(Dataset entries)

# # # # #

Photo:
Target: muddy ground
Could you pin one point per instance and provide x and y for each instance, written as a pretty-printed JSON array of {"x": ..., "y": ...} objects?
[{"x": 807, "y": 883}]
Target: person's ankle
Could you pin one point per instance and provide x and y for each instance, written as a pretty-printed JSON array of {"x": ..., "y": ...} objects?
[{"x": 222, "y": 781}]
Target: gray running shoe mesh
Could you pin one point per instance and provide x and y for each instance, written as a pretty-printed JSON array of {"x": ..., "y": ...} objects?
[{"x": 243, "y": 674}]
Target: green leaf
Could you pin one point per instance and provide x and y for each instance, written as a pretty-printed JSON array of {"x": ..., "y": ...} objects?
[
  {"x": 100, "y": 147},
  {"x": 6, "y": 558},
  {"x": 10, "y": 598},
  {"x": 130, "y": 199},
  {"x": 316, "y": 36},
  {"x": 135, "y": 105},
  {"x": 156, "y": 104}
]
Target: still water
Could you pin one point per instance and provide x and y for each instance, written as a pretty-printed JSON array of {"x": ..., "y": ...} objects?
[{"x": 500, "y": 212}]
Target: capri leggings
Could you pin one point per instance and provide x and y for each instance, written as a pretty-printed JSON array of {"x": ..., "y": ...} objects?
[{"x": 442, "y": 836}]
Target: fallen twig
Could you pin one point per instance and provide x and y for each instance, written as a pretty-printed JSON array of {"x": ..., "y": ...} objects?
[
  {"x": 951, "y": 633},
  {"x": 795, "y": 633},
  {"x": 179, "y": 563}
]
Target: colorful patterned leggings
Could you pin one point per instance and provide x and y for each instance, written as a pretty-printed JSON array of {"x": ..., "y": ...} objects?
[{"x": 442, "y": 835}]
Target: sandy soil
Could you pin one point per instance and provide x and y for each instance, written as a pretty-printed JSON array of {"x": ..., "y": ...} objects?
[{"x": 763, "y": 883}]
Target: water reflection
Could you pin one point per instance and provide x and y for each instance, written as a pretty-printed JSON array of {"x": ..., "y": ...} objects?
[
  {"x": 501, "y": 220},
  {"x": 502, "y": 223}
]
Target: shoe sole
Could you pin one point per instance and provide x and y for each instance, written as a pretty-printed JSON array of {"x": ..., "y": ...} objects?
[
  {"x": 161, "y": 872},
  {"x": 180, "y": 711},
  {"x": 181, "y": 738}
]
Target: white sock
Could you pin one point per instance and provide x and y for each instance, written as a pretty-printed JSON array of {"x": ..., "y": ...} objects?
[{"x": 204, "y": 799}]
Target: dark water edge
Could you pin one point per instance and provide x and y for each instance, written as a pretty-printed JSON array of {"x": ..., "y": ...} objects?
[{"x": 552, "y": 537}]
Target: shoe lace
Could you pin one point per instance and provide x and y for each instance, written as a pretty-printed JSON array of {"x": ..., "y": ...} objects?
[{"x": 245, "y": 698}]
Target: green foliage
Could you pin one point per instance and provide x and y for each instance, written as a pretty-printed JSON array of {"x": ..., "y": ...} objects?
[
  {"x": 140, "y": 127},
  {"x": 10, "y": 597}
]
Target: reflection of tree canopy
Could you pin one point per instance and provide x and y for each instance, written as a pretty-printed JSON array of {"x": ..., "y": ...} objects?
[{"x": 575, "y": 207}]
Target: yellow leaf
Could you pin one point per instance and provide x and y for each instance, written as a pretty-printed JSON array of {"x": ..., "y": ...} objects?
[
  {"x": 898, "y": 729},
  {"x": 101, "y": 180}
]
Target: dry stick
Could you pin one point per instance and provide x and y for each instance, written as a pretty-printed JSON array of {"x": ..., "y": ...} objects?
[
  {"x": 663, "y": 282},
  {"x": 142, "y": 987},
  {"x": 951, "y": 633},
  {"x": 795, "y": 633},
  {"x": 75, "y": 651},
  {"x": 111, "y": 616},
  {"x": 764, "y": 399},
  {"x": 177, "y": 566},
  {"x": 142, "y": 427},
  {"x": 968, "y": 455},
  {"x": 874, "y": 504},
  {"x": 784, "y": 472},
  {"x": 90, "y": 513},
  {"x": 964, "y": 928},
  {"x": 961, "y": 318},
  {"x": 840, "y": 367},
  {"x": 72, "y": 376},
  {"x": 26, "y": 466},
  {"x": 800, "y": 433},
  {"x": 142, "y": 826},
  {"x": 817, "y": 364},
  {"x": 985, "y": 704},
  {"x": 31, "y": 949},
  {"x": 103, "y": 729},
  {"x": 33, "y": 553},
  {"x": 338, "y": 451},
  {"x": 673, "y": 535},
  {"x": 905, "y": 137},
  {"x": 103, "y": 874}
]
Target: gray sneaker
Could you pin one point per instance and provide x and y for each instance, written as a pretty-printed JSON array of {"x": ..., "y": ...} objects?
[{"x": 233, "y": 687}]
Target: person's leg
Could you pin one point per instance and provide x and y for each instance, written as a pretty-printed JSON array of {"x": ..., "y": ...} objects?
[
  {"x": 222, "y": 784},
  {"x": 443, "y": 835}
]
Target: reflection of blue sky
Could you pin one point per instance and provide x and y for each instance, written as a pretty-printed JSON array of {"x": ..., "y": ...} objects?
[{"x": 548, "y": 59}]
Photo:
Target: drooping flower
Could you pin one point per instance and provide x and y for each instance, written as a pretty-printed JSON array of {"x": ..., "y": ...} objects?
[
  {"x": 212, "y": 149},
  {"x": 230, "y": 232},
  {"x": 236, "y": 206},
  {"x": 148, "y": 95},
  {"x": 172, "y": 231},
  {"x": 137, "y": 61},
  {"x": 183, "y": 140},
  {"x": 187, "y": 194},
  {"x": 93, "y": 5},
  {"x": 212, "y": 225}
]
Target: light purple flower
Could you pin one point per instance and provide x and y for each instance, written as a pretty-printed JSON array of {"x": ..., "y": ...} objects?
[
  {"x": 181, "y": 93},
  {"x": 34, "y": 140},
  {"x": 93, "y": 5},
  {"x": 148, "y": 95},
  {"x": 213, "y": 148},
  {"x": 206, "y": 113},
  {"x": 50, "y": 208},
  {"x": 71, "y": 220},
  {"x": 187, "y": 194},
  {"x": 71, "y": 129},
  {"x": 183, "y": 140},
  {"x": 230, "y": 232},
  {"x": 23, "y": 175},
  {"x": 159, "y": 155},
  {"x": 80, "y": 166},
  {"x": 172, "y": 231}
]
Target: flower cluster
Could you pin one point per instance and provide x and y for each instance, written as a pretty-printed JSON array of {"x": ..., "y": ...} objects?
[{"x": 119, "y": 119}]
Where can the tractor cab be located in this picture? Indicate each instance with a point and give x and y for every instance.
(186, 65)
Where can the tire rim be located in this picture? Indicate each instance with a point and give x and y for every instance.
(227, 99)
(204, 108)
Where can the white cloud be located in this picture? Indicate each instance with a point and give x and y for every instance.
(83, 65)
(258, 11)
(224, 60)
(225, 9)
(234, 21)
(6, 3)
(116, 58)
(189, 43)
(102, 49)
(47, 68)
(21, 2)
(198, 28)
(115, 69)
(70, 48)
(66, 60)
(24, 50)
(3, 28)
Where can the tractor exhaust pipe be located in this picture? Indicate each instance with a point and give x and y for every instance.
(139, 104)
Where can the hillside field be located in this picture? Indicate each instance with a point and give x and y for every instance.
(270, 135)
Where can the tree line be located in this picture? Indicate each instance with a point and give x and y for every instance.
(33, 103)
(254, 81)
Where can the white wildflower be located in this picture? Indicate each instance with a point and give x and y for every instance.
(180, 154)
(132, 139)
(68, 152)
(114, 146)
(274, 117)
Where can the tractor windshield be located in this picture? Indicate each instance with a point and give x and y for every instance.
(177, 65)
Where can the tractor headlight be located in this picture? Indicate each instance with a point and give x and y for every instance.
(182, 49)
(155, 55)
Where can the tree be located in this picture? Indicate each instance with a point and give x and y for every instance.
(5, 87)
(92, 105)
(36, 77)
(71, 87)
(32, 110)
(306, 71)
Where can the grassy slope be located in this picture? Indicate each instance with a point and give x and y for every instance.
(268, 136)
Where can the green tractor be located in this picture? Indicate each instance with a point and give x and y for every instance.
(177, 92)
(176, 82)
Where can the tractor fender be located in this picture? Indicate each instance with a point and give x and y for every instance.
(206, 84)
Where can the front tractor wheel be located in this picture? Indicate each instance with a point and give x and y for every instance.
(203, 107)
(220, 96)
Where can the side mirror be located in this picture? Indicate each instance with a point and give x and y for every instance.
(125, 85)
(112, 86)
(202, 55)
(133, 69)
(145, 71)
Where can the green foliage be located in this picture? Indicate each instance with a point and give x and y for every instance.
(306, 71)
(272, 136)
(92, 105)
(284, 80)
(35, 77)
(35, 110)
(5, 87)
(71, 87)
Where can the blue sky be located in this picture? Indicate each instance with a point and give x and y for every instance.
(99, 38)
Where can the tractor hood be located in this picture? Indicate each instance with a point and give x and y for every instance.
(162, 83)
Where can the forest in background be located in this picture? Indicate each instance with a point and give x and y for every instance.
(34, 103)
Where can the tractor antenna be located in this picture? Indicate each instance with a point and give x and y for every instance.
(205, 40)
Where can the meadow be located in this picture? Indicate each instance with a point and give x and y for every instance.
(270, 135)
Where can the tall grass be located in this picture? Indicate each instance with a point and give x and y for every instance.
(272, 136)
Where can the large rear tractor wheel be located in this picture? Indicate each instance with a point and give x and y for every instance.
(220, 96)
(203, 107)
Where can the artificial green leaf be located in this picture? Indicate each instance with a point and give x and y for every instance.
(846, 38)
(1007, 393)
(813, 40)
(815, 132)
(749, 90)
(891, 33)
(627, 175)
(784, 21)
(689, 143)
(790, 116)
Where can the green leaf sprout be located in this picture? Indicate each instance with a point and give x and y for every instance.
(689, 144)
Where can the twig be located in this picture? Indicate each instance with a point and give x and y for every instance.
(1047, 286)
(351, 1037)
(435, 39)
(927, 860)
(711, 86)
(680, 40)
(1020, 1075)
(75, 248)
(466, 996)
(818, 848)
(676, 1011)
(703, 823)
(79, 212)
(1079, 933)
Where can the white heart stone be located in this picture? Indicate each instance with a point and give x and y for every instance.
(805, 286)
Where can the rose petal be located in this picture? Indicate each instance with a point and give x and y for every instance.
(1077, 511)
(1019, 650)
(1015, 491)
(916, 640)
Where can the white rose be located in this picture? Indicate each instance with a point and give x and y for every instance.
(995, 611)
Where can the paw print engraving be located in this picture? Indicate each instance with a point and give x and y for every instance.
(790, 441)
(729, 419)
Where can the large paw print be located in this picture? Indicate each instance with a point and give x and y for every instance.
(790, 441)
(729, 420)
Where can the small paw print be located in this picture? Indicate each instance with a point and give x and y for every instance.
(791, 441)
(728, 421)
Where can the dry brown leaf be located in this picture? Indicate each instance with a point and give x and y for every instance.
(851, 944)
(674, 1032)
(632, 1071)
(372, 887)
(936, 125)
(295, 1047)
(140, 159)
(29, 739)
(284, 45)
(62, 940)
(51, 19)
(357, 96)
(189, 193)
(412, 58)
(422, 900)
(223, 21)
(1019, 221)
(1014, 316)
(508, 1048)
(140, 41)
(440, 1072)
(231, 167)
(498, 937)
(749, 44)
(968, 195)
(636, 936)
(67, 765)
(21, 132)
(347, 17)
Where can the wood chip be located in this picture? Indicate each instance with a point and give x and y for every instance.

# # # # #

● About this exercise
Considering the records above, count the lines where the string "person" occurs and return that number alone.

● Result
2